(Records from a collection)
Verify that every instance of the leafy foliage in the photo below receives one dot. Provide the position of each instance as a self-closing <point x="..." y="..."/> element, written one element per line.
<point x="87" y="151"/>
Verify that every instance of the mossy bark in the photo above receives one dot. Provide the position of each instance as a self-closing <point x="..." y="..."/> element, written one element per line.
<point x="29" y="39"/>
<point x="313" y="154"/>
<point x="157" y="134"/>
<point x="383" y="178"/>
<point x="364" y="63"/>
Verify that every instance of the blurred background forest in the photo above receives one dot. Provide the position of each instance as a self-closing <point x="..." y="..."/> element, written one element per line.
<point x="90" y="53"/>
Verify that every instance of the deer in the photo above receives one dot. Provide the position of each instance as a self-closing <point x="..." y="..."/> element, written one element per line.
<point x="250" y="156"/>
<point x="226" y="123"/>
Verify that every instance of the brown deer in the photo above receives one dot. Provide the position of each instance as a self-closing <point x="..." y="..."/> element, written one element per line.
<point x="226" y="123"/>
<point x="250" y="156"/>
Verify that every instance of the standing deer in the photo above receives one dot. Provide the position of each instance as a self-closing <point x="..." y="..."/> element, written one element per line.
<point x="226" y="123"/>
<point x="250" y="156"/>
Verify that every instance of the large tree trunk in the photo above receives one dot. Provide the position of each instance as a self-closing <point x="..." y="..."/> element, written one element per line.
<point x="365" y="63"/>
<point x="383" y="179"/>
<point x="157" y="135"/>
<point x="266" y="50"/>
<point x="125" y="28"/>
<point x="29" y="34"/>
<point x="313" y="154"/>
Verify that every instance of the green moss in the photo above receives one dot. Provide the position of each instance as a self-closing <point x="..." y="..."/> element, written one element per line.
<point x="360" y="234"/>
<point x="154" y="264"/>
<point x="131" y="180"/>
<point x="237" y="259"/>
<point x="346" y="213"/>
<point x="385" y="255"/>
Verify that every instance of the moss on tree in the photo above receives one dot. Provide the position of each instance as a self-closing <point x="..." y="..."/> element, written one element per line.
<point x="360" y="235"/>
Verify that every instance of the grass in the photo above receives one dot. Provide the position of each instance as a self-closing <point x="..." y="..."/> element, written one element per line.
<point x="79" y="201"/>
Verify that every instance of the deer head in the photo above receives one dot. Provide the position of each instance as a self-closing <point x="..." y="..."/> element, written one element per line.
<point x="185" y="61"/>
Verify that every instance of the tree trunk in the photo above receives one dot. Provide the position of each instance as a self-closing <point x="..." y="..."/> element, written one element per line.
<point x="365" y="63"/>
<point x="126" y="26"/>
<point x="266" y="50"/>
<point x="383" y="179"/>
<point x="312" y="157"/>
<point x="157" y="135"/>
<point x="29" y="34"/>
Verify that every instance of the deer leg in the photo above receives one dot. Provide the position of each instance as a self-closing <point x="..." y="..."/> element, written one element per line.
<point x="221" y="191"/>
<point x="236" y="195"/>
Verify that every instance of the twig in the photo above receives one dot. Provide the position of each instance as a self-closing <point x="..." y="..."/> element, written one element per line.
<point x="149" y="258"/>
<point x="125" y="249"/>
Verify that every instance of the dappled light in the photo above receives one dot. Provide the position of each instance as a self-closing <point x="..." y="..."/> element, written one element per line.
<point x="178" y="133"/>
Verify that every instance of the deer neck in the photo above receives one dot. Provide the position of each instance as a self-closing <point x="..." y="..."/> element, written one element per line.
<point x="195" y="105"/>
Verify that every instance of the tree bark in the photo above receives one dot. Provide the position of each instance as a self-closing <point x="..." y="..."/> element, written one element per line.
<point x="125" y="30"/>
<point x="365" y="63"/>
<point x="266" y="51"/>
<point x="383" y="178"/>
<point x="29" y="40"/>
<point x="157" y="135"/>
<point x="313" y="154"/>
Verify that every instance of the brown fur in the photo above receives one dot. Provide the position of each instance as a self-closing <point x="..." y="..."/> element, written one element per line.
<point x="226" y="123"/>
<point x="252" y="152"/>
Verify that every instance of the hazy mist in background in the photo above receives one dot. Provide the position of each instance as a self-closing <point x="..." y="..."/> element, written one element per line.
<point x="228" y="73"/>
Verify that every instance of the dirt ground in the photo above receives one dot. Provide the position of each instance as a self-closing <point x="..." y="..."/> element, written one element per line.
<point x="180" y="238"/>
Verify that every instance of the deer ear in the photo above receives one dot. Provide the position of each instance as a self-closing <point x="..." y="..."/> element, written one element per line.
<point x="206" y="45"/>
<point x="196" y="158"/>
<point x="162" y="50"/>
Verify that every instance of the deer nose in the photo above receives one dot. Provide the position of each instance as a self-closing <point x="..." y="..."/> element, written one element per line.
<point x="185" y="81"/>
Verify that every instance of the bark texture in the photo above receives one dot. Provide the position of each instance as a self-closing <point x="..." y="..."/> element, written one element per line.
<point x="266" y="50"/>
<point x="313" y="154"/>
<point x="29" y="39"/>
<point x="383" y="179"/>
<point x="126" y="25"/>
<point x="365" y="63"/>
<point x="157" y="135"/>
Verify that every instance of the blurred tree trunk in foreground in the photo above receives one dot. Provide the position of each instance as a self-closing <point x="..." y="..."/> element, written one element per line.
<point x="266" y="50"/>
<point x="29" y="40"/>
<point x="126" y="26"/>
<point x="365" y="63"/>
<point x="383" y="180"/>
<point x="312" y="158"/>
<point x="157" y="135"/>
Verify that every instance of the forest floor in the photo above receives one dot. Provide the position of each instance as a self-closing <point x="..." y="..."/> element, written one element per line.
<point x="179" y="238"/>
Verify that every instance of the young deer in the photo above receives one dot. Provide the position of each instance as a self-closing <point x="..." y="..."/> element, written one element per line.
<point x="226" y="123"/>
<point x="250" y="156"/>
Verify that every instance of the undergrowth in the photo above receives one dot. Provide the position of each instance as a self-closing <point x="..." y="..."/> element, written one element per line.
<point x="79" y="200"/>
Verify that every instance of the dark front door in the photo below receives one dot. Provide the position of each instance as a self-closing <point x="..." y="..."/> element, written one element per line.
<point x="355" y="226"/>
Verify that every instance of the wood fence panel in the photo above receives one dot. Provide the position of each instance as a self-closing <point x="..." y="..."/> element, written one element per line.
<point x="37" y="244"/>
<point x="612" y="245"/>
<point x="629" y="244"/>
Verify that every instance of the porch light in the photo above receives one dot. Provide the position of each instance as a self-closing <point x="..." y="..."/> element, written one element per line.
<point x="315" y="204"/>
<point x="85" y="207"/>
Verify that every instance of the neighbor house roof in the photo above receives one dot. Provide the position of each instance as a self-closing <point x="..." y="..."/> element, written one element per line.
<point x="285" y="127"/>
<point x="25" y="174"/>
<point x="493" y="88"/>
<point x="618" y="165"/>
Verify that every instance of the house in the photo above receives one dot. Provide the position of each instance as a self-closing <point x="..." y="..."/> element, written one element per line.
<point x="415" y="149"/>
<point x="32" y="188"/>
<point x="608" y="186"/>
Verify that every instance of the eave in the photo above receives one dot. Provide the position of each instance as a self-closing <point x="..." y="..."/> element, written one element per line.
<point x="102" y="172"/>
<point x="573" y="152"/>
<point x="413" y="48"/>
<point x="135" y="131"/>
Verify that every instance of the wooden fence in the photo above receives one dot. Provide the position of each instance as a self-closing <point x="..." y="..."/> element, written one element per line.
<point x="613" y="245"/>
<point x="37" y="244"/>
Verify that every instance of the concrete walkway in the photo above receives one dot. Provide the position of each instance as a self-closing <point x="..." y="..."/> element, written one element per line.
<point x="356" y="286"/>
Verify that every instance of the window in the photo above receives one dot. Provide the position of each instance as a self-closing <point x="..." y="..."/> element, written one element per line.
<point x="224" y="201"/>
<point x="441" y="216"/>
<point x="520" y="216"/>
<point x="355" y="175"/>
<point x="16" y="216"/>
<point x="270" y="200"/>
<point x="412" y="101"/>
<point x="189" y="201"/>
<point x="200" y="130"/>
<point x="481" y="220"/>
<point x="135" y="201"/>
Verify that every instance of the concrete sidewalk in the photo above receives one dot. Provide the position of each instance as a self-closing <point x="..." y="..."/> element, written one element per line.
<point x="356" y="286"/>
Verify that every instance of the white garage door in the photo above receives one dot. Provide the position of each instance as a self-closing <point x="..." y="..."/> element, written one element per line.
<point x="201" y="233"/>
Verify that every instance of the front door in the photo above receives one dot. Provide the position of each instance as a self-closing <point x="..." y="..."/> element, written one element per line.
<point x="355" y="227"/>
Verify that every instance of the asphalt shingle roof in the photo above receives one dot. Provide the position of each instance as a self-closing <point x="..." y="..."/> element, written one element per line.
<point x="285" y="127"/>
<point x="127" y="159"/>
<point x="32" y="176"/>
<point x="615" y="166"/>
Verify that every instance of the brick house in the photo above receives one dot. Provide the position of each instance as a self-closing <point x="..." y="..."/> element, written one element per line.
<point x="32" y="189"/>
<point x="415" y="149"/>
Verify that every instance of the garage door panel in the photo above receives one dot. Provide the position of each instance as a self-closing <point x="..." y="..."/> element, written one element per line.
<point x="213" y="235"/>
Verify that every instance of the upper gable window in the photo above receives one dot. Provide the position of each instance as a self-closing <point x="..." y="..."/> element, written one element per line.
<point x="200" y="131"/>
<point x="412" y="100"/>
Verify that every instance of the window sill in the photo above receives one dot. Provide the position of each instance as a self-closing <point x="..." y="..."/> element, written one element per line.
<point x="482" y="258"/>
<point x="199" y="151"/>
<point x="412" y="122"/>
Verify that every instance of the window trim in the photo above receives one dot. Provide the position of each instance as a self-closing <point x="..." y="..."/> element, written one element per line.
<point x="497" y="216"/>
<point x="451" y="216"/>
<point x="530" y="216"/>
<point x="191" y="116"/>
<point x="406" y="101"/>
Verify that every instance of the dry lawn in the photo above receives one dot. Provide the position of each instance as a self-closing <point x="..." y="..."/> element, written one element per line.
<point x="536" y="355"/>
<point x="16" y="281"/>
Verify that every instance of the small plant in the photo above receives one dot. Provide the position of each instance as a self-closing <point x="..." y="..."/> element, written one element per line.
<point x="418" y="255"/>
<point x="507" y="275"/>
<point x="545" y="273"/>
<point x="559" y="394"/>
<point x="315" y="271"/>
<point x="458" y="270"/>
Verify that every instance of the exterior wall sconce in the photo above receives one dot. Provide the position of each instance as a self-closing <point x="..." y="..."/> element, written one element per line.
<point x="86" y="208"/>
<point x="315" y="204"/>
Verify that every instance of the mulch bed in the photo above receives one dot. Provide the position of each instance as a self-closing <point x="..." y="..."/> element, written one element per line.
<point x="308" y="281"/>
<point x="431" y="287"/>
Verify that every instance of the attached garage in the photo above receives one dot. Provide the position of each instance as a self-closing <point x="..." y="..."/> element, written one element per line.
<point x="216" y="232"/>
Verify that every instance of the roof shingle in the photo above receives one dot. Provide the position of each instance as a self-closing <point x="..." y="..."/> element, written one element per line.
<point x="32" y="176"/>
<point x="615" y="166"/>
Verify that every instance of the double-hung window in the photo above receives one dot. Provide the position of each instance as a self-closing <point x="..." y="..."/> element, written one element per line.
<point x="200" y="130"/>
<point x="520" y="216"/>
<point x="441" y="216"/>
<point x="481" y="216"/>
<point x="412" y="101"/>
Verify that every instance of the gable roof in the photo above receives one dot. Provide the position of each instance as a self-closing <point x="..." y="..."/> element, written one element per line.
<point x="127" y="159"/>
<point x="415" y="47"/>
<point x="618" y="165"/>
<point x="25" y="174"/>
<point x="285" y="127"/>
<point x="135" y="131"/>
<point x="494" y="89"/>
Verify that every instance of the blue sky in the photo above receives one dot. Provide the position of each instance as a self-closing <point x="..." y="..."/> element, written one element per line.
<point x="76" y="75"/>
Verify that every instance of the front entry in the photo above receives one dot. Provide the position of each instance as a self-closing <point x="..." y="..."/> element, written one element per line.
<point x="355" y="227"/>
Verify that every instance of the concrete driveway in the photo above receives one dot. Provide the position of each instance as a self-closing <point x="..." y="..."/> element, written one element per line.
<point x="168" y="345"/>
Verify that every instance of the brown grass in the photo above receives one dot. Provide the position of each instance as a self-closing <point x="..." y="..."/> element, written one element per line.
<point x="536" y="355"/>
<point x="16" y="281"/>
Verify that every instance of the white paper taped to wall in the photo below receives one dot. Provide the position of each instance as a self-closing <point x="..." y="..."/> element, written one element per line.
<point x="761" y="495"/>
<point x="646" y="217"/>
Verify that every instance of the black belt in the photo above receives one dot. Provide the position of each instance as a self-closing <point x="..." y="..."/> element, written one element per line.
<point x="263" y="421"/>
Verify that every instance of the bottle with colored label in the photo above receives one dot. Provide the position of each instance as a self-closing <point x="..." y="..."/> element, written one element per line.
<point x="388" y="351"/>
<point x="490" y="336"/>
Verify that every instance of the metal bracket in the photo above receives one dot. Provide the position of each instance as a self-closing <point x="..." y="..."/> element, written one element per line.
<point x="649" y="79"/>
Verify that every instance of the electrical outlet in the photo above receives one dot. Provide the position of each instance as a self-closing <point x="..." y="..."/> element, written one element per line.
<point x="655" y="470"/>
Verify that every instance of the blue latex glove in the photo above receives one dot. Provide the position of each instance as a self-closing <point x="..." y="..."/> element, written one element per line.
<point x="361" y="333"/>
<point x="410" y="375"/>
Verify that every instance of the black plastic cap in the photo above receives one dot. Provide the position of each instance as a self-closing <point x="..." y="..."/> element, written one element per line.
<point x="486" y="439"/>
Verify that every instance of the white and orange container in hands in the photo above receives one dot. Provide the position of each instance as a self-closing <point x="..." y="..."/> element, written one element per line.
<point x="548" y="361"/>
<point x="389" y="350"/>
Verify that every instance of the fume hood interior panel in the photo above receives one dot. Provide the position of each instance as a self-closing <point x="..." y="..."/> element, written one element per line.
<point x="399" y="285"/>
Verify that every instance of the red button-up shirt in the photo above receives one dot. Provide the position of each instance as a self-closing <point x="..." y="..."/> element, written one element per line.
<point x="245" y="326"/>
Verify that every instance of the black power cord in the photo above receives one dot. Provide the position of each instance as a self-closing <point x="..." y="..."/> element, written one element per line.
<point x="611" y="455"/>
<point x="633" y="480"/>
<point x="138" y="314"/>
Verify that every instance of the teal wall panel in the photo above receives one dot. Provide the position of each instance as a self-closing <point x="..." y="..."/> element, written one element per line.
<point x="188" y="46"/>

- _JOB_
Starting from the line containing "Verify that every instance of the red", repeat each line through the end of the entries, exactly.

- _COMPLETED TASK_
Verify that every instance of the red button-up shirt in the photo above receives one dot. Provide the position of each instance as a self-closing <point x="..." y="..."/> element, written one element per line.
<point x="245" y="326"/>
Verify that every instance of the black power cord in the photo above receives one dot. Provide the position of each instance as a self-closing <point x="..." y="..."/> element, written one element per line.
<point x="611" y="455"/>
<point x="633" y="480"/>
<point x="138" y="314"/>
Verify that every instance of the teal wall panel in the photo above receives one dot. Provide the position of each instance as a self-closing <point x="..." y="..."/> element, written one element per line.
<point x="188" y="46"/>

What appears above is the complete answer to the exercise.